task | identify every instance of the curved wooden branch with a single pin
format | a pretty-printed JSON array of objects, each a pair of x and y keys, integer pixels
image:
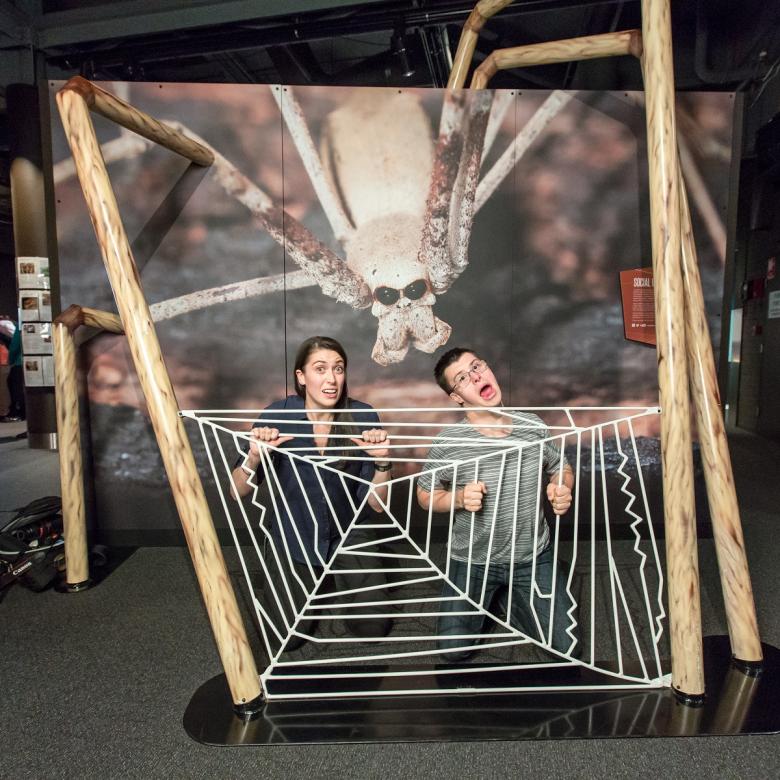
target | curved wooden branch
[
  {"x": 721, "y": 493},
  {"x": 481, "y": 12},
  {"x": 175, "y": 449},
  {"x": 570, "y": 50},
  {"x": 111, "y": 107}
]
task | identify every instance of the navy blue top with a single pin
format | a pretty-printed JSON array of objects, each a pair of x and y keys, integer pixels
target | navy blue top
[{"x": 319, "y": 535}]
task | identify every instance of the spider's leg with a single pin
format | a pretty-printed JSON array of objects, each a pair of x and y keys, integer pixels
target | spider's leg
[
  {"x": 551, "y": 107},
  {"x": 302, "y": 246},
  {"x": 449, "y": 206},
  {"x": 299, "y": 131}
]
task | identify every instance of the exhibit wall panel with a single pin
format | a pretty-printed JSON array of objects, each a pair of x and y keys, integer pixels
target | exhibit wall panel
[{"x": 538, "y": 296}]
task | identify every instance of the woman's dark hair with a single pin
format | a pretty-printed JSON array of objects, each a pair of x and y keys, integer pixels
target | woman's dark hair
[{"x": 304, "y": 352}]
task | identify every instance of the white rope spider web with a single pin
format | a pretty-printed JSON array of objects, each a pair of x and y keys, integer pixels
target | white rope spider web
[{"x": 394, "y": 568}]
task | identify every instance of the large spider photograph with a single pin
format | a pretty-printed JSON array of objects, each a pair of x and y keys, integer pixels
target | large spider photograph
[{"x": 400, "y": 222}]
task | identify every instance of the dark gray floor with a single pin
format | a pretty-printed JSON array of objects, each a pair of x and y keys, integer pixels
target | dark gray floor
[{"x": 95, "y": 684}]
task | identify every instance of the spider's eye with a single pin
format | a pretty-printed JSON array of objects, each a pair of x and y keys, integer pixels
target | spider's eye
[
  {"x": 386, "y": 295},
  {"x": 416, "y": 289}
]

## Task instructions
Copy each record exactly. Leave any images out of the copy.

## Expected answer
task | identify every instance of the curved wooden branch with a single pin
format | a pretty-printed JSON array of objects, each a pair of x and y keys, integer pixels
image:
target | curved wooden branch
[
  {"x": 721, "y": 493},
  {"x": 481, "y": 12},
  {"x": 175, "y": 449},
  {"x": 570, "y": 50},
  {"x": 111, "y": 107}
]
task | identify every instance of the navy blue top with a single pin
format | a pretty-printed JSON array of objects, each a pair of x and y keys, integer pixels
target | navy blue top
[{"x": 319, "y": 535}]
task | identify every instance of the spider's leg with a single pin
format | a pretty-printed JSON array of objects, each a pair of x and y keys, integer pixels
target | spider's leg
[
  {"x": 551, "y": 107},
  {"x": 302, "y": 246},
  {"x": 449, "y": 206},
  {"x": 299, "y": 131}
]
task | identify every instance of the exhibit wall panel with a single pin
format | a pretty-printed JSON array of objects, each a pair of x and y keys, integer pixels
target | exhibit wall panel
[{"x": 538, "y": 296}]
task | identify every instance of the woman's dark hair with a single pin
format | a pretty-printed JSON array of objects, each a pair of x and y keys, integer pixels
target | woman's dark hair
[{"x": 304, "y": 352}]
task | identify every instance of the white rope spider web with a single pin
format | a pretty-printed JSON array of objects, each a pair of x and y keys, integer pixels
target | white rope spider web
[{"x": 394, "y": 568}]
task | identify every instance of the large spider photograph with a single pin
format | a pretty-printed JSON array of objects, each a pair of x and y keys, integer pixels
target | large spider photograph
[{"x": 400, "y": 222}]
task | identify every instance of the dark gray floor with a single pin
format | a pretty-printed JSON array of objects, each a pair of x and y keys, integer pixels
target | dark gray floor
[{"x": 95, "y": 684}]
task | identify every instance of the spider's eye with a single pin
format | a pretty-printed JSON array of objects, each a pair of x and y keys, integer pixels
target | spider's eye
[
  {"x": 386, "y": 295},
  {"x": 416, "y": 289}
]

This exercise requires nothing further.